WORK TO COMPLETE:
a: In the post about parents not being ready to train their kids, at which school was Brett Kunkle teaching when he invited parents to his atheist role-play?
b: In the post about parents not being ready to train their kids, which three areas does the writer plan to train their own kids in?
c: Pick up the post about parents not being ready to train their kids right after its final sentence and keep writing it.

EXTRACTED TEXT:
----------------------------------------

Most Parents Aren’t Ready to Train Their Own Kids

This is the conclusion of Brett Kunkle (Stand to Reason), who spends a lot of his time training junior and senior high school students to understand and keep their faith during the onslaught of opposition that can hit them in university or college.

And its why we plan to train our kids in scripture and discipleship, as well as Christian apologetics.

A couple of days ago, Brett posted an experience he had role playing an atheist at a Christian school in North Carolina.  He had been teaching the junior and senior high school students at Village Academy, and invited the students’ parents to join in his presentation of the intellectual challenges awaiting their kids at college or university.  He illustrates his role play in a video.

Brett wrote:

I’ve never had someone cry after my atheist role-play.  Until now.


There was no surprise factor.  The parents knew who I was and the Christian organization I represented.  Indeed, I told the audience what I was about to do, turned my back on them for just a moment, and then turned round again in full atheist character.  I jumped into my role and they jumped into theirs, attempting to defend the faith against atheist professor “Dr. Kunkle.”  Sadly, they were ill equipped to handle my challenges.  I was glad to see their fighting spirit, but their responses were only vigorous in style, not substance.  After half-an-hour, many parents were exasperated and I ended the role-play.

“How was that for you?” I asked.  “Extremely frustrating,” was the immediate parental consensus.

“Why was it so frustrating?” I pressed.  One mom blurted out, “Because I didn’t have any good answers.”  As soon as the words left her mouth, tears began streaming down her cheeks.  It was a painful recognition of her own inadequacy and she knew what was at stake.  As I glanced around the room, other parents were nodding in agreement, eyes moist with their own tears.

----------------------------------------

RECORD SET:
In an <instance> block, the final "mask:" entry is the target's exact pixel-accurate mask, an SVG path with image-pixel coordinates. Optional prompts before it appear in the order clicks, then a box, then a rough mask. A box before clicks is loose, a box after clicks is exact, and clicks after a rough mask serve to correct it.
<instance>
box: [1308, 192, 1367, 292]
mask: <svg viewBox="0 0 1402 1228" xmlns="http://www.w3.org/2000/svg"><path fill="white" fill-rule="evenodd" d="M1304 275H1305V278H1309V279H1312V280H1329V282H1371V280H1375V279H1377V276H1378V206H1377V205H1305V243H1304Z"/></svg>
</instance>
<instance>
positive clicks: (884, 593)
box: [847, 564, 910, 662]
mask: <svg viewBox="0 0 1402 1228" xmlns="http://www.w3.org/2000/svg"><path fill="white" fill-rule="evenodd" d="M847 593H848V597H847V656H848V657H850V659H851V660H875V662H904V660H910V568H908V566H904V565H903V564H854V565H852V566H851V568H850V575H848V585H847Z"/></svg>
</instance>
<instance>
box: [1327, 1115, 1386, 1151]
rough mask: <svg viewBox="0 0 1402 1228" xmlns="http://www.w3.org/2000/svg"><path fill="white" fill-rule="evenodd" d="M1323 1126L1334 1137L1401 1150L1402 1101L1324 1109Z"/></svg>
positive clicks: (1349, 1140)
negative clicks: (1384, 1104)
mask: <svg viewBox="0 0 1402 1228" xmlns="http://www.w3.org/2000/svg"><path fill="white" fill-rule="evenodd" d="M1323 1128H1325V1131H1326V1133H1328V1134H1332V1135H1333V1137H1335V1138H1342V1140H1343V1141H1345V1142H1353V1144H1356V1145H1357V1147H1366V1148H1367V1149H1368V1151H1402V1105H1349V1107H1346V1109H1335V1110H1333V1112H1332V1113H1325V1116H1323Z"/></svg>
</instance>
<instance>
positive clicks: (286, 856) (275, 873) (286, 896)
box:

----------------------------------------

LIST OF ANSWERS:
a: Village Academy, a Christian school in North Carolina.

b: Scripture, discipleship, and Christian apologetics.

c:
I looked that mom in the eyes and gently replied, “I know exactly how you feel.  I felt that way, too, when Dr. David Lane was dismantling my Christianity in front of my peers, in my college philosophy class.”  I told the parents my story and encouraged them to prepare themselves so, in turn, they can prepare their own kids.


Afterward, parent after parent thanked me.  They expressed their deep appreciation for the wake-up call, despite the accompanying painful realizations.  And the mom who burst into tears?  She walked up and gave me a big hug.  Then she shared how her 21-year old son, a student at Duke University, had turned his back on Christ while at college.  She was convicted to begin a dialogue with him, as well as with her second son, a junior at Village Academy.


Oftentimes, we don’t take the necessary steps toward growth until we’re made to feel uncomfortable.  That night, parents at Village Academy Christian School felt very uncomfortable and they were motivated to make changes.  But what about you?  If you were confronted by the claims of an atheist or skeptic, how would you answer?  Could you answer?  And can you prepare your kids to answer?

This is an important challenge for all of us.  We don’t know what our kids will face in life, but let’s prepare them to weather all the storms and challenges, by the grace of God and through our intentional building up of their faith, character and knowledge now.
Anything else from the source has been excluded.